* start *
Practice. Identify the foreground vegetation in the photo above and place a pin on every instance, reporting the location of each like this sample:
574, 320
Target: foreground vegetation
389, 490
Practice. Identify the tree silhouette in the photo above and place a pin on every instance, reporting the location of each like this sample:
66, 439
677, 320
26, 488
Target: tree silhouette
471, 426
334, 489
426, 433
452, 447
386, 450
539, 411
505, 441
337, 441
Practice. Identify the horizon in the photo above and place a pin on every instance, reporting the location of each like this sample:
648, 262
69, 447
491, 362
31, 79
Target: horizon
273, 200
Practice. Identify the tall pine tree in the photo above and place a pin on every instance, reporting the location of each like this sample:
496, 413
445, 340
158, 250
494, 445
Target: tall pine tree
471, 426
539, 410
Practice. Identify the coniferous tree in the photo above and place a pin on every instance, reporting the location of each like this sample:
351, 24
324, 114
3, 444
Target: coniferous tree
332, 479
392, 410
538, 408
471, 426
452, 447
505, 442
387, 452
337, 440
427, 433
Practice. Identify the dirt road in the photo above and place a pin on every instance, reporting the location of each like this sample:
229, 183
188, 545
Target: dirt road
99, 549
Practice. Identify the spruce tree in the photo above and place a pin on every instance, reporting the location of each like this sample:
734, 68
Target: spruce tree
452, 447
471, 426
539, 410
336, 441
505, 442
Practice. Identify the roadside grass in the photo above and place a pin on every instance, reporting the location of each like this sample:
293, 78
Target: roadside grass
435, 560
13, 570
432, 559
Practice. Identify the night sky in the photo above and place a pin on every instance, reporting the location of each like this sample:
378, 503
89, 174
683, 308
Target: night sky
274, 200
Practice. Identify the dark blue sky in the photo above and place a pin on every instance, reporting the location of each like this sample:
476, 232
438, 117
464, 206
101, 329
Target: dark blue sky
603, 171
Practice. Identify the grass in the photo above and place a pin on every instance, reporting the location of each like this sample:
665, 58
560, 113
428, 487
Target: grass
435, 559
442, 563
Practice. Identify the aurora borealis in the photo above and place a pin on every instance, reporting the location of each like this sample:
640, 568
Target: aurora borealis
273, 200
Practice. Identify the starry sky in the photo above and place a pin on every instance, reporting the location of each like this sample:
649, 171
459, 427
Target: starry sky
* end *
* start *
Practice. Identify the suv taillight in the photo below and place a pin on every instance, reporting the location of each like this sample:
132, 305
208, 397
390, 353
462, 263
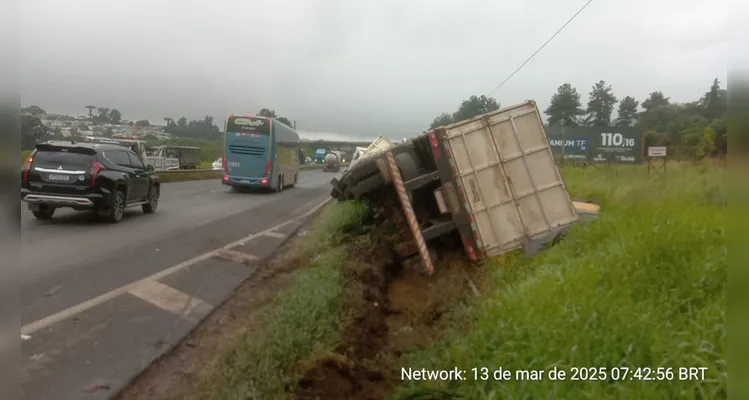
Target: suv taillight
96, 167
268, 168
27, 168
* end *
* start *
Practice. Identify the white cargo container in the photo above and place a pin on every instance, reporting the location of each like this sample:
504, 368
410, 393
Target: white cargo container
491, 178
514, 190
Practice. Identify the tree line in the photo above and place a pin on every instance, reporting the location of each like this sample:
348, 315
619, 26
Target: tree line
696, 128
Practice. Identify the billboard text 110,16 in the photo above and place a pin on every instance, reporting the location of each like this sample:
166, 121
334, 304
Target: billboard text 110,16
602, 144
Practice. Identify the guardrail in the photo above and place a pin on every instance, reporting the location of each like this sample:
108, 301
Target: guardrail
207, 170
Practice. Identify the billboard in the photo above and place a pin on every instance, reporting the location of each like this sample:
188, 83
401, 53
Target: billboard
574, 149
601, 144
* end *
§ **PROBLEM DETAILS**: Copy out word for word the lines of the entries above, starting with the line that contains "Practice. Identify the aurora" and going on through the line that contains "Target: starry sky".

§ **COMPLETE OUTPUT**:
Practice. Identify the aurora borealis in the photo above and place a pin on every instance, reporting the location of each like this sample:
640, 568
Target: aurora borealis
273, 200
Practice. Identify the starry sky in the photo above and place a pin on every instance, reporting the location of each like this sample:
649, 171
459, 427
Target: starry sky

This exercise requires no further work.